*EXERCISE BRIEF*. Count, in the entries below, the lines in which "white" occurs. Give the number, nothing more.

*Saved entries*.
[Start of Attachment]
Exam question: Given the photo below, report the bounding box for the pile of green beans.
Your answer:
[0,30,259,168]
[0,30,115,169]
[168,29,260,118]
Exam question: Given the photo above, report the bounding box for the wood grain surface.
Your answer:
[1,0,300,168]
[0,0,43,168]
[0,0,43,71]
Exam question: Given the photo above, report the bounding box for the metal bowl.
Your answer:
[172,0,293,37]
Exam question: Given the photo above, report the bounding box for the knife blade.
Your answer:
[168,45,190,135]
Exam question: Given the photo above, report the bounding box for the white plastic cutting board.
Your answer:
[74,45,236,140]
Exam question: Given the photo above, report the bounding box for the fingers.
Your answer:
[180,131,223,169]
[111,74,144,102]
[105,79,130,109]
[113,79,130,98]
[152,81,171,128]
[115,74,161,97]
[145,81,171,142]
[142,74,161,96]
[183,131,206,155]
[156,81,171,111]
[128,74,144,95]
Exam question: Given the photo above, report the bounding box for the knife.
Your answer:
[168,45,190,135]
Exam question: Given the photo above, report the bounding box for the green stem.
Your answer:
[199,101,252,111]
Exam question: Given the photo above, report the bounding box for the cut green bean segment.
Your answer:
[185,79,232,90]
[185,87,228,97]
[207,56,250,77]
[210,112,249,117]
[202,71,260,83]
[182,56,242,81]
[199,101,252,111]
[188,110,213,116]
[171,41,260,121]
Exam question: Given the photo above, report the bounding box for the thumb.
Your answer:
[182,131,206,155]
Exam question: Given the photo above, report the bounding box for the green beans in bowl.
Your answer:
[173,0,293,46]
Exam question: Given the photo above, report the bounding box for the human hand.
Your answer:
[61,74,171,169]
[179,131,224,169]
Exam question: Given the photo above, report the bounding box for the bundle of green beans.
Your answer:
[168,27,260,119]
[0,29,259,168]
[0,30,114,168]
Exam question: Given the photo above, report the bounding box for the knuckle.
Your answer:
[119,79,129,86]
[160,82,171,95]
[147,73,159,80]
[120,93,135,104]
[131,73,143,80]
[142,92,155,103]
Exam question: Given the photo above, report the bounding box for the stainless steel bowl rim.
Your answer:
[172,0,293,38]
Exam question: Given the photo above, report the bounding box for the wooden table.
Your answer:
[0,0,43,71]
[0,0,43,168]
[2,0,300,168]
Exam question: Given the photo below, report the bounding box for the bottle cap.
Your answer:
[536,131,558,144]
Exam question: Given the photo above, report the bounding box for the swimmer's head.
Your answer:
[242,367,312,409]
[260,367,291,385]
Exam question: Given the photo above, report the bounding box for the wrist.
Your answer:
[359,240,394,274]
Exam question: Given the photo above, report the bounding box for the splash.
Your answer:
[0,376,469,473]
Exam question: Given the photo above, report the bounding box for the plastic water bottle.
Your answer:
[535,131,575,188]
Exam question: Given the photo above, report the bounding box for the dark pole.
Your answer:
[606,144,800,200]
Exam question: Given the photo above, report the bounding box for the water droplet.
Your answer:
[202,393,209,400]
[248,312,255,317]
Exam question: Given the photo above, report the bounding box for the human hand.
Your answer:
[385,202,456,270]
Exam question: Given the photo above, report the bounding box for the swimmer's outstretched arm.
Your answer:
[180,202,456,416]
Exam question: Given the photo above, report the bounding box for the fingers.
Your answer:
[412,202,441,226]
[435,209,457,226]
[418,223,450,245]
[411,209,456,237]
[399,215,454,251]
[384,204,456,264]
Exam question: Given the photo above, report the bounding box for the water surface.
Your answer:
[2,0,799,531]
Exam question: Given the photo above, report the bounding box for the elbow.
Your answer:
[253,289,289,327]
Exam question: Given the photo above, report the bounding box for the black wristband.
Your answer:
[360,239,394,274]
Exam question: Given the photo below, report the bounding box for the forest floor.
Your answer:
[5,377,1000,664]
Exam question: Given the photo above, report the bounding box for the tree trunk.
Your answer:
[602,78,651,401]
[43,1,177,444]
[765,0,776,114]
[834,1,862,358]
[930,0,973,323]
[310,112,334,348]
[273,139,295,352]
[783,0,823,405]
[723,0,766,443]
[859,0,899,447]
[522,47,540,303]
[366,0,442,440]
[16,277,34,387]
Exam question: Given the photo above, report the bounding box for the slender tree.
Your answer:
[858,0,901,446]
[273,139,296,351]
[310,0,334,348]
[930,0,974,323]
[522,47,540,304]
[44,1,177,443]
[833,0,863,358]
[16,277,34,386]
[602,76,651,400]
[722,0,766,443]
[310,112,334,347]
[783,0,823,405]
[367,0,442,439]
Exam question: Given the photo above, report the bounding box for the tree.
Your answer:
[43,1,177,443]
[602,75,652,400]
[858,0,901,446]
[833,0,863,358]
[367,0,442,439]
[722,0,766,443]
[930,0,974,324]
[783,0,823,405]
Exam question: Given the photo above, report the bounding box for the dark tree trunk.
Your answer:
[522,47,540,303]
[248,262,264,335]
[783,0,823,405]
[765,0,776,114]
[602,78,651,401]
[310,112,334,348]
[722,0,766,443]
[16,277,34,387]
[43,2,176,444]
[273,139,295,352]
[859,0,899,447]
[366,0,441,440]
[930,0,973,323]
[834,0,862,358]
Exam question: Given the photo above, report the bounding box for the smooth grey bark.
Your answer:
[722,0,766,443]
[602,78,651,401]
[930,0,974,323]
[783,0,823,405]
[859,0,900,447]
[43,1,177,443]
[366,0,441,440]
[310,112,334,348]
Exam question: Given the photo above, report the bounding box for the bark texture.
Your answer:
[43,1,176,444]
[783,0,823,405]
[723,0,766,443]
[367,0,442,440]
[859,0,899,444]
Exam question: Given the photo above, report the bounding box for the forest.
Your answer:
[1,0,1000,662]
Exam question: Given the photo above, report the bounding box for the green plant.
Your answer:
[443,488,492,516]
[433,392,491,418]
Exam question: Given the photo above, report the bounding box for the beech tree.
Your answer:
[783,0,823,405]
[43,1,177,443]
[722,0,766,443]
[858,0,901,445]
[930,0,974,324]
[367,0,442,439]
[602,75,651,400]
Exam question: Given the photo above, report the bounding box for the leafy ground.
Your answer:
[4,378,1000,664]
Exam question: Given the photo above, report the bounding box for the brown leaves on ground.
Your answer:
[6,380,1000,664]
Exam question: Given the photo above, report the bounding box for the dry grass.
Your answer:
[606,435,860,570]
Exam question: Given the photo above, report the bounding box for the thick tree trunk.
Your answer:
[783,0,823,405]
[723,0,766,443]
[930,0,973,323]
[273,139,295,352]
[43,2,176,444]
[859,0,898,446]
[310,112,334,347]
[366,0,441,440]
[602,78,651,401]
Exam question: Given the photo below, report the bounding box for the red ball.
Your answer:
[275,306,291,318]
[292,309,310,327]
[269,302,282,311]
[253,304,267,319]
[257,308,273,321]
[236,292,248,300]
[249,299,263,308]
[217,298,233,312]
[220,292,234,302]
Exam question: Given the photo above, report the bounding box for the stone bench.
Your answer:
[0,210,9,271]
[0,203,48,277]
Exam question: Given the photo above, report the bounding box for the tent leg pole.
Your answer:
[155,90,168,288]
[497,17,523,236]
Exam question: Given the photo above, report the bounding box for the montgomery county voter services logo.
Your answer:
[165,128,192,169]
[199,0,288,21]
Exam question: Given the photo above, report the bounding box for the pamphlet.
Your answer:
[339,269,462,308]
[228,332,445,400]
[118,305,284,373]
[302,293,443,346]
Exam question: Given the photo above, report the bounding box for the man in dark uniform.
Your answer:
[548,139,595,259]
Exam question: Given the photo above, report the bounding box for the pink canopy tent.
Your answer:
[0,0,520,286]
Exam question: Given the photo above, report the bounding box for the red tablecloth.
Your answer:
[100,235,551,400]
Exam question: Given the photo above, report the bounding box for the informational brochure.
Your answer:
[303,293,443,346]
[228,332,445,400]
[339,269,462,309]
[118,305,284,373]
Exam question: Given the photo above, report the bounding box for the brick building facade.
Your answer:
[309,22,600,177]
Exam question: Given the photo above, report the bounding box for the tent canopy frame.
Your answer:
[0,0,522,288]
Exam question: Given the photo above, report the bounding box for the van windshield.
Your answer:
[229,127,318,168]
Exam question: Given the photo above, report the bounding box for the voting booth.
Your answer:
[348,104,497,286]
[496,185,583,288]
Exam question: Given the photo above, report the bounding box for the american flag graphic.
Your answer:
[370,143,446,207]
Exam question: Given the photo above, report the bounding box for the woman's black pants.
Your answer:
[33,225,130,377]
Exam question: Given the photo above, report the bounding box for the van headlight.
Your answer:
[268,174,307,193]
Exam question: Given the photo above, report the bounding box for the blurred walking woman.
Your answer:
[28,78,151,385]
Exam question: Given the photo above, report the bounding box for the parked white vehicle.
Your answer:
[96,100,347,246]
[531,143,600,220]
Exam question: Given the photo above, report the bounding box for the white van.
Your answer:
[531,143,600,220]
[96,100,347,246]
[End of Attachment]
*OUTPUT*. 3